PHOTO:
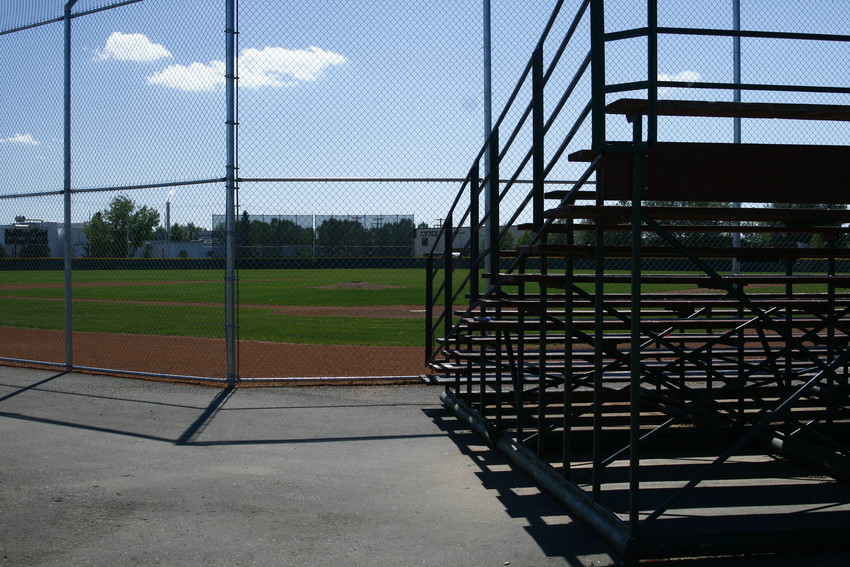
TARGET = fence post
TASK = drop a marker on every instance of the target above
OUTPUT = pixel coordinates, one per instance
(230, 189)
(537, 138)
(66, 189)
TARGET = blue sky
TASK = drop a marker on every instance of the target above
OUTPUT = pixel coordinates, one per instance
(337, 88)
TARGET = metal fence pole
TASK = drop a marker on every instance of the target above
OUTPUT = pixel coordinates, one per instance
(230, 189)
(66, 186)
(736, 51)
(488, 127)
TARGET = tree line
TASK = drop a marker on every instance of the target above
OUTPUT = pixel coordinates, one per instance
(334, 237)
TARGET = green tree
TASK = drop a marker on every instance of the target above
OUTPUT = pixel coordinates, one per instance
(119, 230)
(180, 233)
(337, 237)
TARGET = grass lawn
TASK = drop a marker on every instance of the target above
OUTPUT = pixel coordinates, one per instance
(190, 303)
(110, 308)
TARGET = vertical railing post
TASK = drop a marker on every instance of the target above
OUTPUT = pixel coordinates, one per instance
(474, 235)
(638, 181)
(66, 189)
(538, 170)
(493, 214)
(429, 306)
(230, 189)
(597, 74)
(448, 291)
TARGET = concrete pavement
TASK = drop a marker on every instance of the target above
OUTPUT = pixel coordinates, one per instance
(111, 471)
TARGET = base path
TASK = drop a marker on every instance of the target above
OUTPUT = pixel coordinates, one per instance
(195, 356)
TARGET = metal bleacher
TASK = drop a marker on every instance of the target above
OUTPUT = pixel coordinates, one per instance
(676, 405)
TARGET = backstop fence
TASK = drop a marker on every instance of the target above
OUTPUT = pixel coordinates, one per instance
(245, 189)
(232, 190)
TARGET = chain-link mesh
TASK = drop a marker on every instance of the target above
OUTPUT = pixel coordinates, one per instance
(356, 123)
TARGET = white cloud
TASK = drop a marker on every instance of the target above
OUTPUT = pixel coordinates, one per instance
(132, 47)
(688, 77)
(24, 139)
(267, 67)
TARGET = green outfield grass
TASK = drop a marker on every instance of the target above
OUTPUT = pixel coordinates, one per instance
(190, 303)
(110, 304)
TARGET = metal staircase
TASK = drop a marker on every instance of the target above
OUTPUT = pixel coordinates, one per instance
(678, 408)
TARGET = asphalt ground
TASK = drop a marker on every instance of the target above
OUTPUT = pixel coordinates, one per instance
(113, 471)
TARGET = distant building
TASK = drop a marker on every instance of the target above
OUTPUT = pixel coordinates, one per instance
(36, 238)
(426, 238)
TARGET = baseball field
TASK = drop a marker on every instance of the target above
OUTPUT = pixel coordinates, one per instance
(290, 322)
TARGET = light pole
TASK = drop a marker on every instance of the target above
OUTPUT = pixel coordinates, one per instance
(736, 78)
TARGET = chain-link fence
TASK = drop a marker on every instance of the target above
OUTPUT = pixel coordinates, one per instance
(351, 124)
(344, 139)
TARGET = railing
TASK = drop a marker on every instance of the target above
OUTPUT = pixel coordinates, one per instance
(469, 257)
(461, 263)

• Arbeitsanweisung: Schreibe die Daten oben neu und ersetze dabei überall „pixel coordinates“ durch „image coordinates“, ohne sonst etwas zu ändern. Lass die Bilder in der Antwort weg.

• Lösung der Aufgabe:
PHOTO:
TARGET = fence post
TASK = drop a marker on every instance of the target above
OUTPUT = image coordinates, one per instance
(230, 189)
(537, 138)
(66, 189)
TARGET = blue sky
TASK = drop a marker on every instance of the target above
OUTPUT = image coordinates, one per instance
(337, 88)
TARGET = metal fence pole
TASK = drop a marker on every instance of the target above
OUTPUT = image coordinates, one per instance
(230, 189)
(66, 186)
(736, 51)
(488, 127)
TARGET = tree line
TASK = drop a marker on every instance of the target above
OUTPUT = image coordinates, one per instance
(334, 237)
TARGET = green tree
TASK = drop a marker on every instance of the target above
OUTPUT = image coordinates, one per instance
(119, 230)
(180, 233)
(337, 237)
TARGET = grass lawn
TASK = drop a marker on every instance of the target above
OUTPUT = image coordinates, one per instance
(190, 303)
(110, 308)
TARGET = vertical railing post
TASK = drop a marker on every instance of the target above
OUTPUT = image coordinates, one per instance
(474, 235)
(638, 181)
(66, 189)
(538, 170)
(493, 214)
(429, 306)
(230, 189)
(597, 74)
(448, 291)
TARGET = concrete pavement
TASK = drop a marker on every instance of the target above
OUTPUT = image coordinates, one per instance
(111, 471)
TARGET = base path
TASK = drop a marker on every instance of the target above
OUTPUT = image coordinates, one per instance
(195, 356)
TARGET = metal bleacher
TASK = drop a marker on every instance of the target above
OUTPUT = image coordinates, one per instance
(676, 405)
TARGET = backstop fence
TASK = drop a marker on every instance of the target above
OUTPUT = image coordinates, one per instance
(245, 189)
(232, 190)
TARGET = chain-link mesh
TASK = drop a marker on every instance of the target above
OUTPUT = image coordinates, one per instance
(356, 123)
TARGET = white cloud
TASK = drop a marker on every instance of the target above
OUTPUT = image coordinates, one per instance
(132, 47)
(688, 77)
(24, 139)
(267, 67)
TARGET = green outfield grass
TASK = drop a marker on every instance of the target above
OUTPUT = image coordinates, one per instance
(190, 303)
(110, 304)
TARGET = metal staircase
TASK = drop a marker on every instance of the target above
OUTPUT = image coordinates, one per instance
(678, 408)
TARGET = asphalt ground
TASK = drop a marker on every instance of the target above
OUTPUT = image coordinates, one per instance
(113, 471)
TARGET = distant building
TASK = drop a marker on every instance of the target above
OUTPUT = image coordinates, one per instance
(36, 238)
(426, 238)
TARGET = baseball field
TASK = drop a marker on every instance of the target above
OUTPUT = image coordinates, one per instance
(290, 322)
TARGET = light pole
TASK = drop a marker on every instance of the target above
OUTPUT = image coordinates, one per instance
(736, 78)
TARGET = chain-link fence
TASK = drop a marker on every instance of the target above
OUTPUT = image coordinates, one per instance
(351, 124)
(344, 139)
TARGET = railing
TASK = drop a marker on every instance of the target above
OUTPUT = image coordinates, one per instance
(469, 257)
(461, 263)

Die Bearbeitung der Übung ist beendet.